- [YOUR INSTRUCTIONS] Continue the piece about stray current from light rail lines and pipe corrosion, starting after its last sentence.

- [EXTRACTED TEXT]

---+---

Who knows, maybe impotence too.

Seriously. There is a well-established link between stray current from high-voltage lines of the kind that feed light rail systems and the accelerated corrosion of underground pipes.

Houston, for example, first identified leakage from its light rail line back in 2005. That system, like Charlotte’s South Blvd. line, also uses Siemens light rail cars. Stray current issues have also been reported in connection with light rail systems in San Francisco, Seattle, Denver, and Salt Lake City. In May, a Houston hospital sued the local transit authority over repeated current leakage issues.

CMUD and the city of Charlotte should be checking for stray volts around the current spate of leaks. Certainly the leak that sprang up yesterday along South Blvd. merits a closer look for any connection to the near-by light rail line and stop.

Update: CATS’ Siemens S70 cars are DC powered, 1500-volts. Here’s why this matters from a 2006 article in Pipeline & Gas Journal:

Substations with DC (direct-current) rectifiers supply electricity to the train through an overhead cable via a trolley or a pantograph. DC power is preferred for rail transit because of its superior torque characteristics. The overhead cable is connected to the positive side of the rectifier. The rails on which the train travels serve as the negative (return) conductors connected to the negative side of the rectifier.

---+---

- [SUPPLIED DATA]
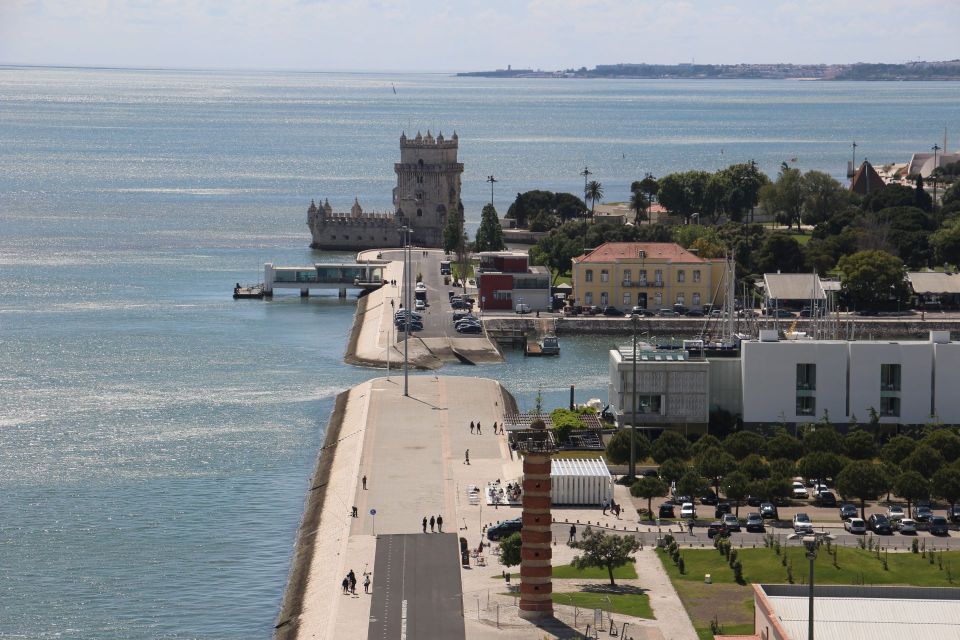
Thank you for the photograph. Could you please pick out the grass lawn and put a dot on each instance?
(732, 604)
(569, 572)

---+---

- [EXERCISE RESPONSE]
The DC current will use any conductive medium to return to the substation. This means the entire LRT system, including trackwork, power system and other equipment, including train yards, shops, etc., can potentially send stray electric currents, sometimes called “leakage currents”–i.e., unwanted, non-designed currents–into the surrounding soil and onto nearby buried structures. Stray-current corrosion occurs at the point where the current leaves the pipeline, carrying iron ions that became positively charged when they lose one or more electrons.

And it does not take long for this process to cause damage. The article notes that it only requires a one-ampere current discharging continuously from a steel pipeline to remove “approximately 20 pounds of steel in a year.” Houston’s MetroRail began to have issues with discharge only one year after it started service.

One key question is the extent to which pipes and other utility lines, which we pointed out back in 05 are packed in old railway right-of-way of the kind CATS re-used for the South line, were moved in order to insulate them from any stray DC current in the ground. The next element is a robust cathodic protection system and a regular testing regime of its effectiveness.

Did CATS, the city, CMUD, Duke Power, Piedmont Gas and everyone else get together to hash out this issue? And what is the status of the current testing regime?

Update II: A 2002 audit by King County (Seattle) found insufficient cathodic protections for parts of its light rail infrastructure which required repairs.